Data provided

§ §

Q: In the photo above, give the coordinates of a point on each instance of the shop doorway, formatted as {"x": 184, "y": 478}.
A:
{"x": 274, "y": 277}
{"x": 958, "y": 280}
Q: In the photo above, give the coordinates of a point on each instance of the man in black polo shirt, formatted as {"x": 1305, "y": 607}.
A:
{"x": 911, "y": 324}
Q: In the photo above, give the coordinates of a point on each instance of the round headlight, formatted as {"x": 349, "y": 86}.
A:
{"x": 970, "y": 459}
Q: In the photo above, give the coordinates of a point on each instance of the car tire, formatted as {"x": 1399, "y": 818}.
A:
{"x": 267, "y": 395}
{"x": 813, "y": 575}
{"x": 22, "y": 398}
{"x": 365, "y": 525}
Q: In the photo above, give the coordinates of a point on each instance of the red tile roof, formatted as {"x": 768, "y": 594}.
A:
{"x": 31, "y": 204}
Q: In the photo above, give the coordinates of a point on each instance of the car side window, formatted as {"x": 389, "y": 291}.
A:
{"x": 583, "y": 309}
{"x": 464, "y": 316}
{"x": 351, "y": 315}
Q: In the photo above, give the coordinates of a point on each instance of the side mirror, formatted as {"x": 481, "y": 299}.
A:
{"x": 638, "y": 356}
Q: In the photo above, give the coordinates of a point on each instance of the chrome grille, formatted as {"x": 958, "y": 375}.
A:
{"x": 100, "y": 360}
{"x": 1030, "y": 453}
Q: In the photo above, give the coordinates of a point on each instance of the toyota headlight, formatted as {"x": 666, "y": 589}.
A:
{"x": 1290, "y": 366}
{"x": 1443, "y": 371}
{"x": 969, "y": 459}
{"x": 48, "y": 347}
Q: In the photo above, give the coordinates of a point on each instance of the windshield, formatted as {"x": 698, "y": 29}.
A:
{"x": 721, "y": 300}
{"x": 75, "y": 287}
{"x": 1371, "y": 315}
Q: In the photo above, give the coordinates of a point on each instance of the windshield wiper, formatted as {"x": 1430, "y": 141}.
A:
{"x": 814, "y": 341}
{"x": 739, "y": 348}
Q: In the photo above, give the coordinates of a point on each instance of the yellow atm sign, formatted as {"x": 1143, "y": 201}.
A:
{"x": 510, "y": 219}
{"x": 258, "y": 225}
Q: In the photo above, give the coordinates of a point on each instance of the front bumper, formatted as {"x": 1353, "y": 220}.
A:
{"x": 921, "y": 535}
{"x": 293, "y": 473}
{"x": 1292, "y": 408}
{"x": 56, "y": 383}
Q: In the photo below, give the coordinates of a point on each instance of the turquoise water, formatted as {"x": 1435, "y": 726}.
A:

§ §

Please express the records above as a JSON list of strings, one string for each line, leaving out any blank lines.

[
  "Q: In the photo above, give the coordinates of a point on each instance of the shop doorway, formatted as {\"x\": 184, \"y\": 478}.",
  "A:",
  "{\"x\": 274, \"y\": 277}",
  "{\"x\": 958, \"y\": 280}",
  "Q: In the photo above, give the coordinates of a point on each instance of the man in black polo shirt, formatted as {\"x\": 1305, \"y\": 607}.",
  "A:",
  "{\"x\": 911, \"y\": 324}",
  "Q: In the photo above, give the coordinates of a point on each instance of the round headlight, formatted as {\"x\": 349, \"y\": 86}.",
  "A:",
  "{\"x\": 970, \"y\": 459}",
  "Q: In the photo above, give the coordinates of a point on each instance of the car tire, formatted as {\"x\": 1399, \"y\": 818}.",
  "A:",
  "{\"x\": 267, \"y\": 395}",
  "{\"x\": 813, \"y\": 575}",
  "{\"x\": 22, \"y\": 398}",
  "{\"x\": 365, \"y\": 525}",
  "Q: In the photo above, give the coordinates of a point on each instance of the red tile roof, formatted as {\"x\": 768, \"y\": 594}.",
  "A:",
  "{\"x\": 31, \"y\": 204}",
  "Q: In the photo above, give the coordinates of a point on each instance of the car side window, formatted as {\"x\": 389, \"y\": 291}.",
  "A:",
  "{\"x\": 583, \"y\": 309}",
  "{\"x\": 464, \"y\": 316}",
  "{\"x\": 351, \"y\": 315}",
  "Q: In the photo above, give the coordinates of a point on each instance of the side mirror, formatted as {\"x\": 481, \"y\": 299}.",
  "A:",
  "{\"x\": 638, \"y\": 356}",
  "Q: In the photo above, give the coordinates of a point on each instance of the chrome grille, formatted as {\"x\": 958, \"y\": 375}.",
  "A:",
  "{\"x\": 100, \"y\": 360}",
  "{\"x\": 1030, \"y\": 453}",
  "Q: In the photo above, give the coordinates of a point on each instance of the toyota headlight, formatted as {\"x\": 666, \"y\": 589}.",
  "A:",
  "{\"x\": 1290, \"y\": 366}",
  "{\"x\": 1443, \"y\": 371}",
  "{\"x\": 969, \"y\": 459}",
  "{\"x\": 48, \"y\": 347}",
  "Q: In the photo above, give the coordinates of a point on each instance of the windshield, formatted as {\"x\": 698, \"y\": 29}.",
  "A:",
  "{\"x\": 721, \"y\": 300}",
  "{\"x\": 75, \"y\": 287}",
  "{\"x\": 1371, \"y\": 315}",
  "Q: In the photo above, give the coordinates of a point on each instance of the windshield wiper, formatted as {\"x\": 1430, \"y\": 141}.",
  "A:",
  "{\"x\": 814, \"y\": 341}",
  "{\"x\": 739, \"y\": 348}",
  "Q: In the photo above, give the coordinates of a point on each instance of the yellow atm sign, formatted as {\"x\": 1143, \"y\": 201}.",
  "A:",
  "{\"x\": 510, \"y\": 219}",
  "{\"x\": 258, \"y\": 225}",
  "Q: In the photo above, give the coordinates of a point on each instance of the front bumper, formatted as {\"x\": 1353, \"y\": 220}.",
  "A:",
  "{\"x\": 921, \"y\": 535}",
  "{\"x\": 293, \"y\": 473}",
  "{\"x\": 1292, \"y\": 408}",
  "{\"x\": 56, \"y\": 383}",
  "Q: In the photo below, give the coordinates of a point on each instance of the turquoise water, formatted as {\"x\": 1435, \"y\": 726}.",
  "A:"
]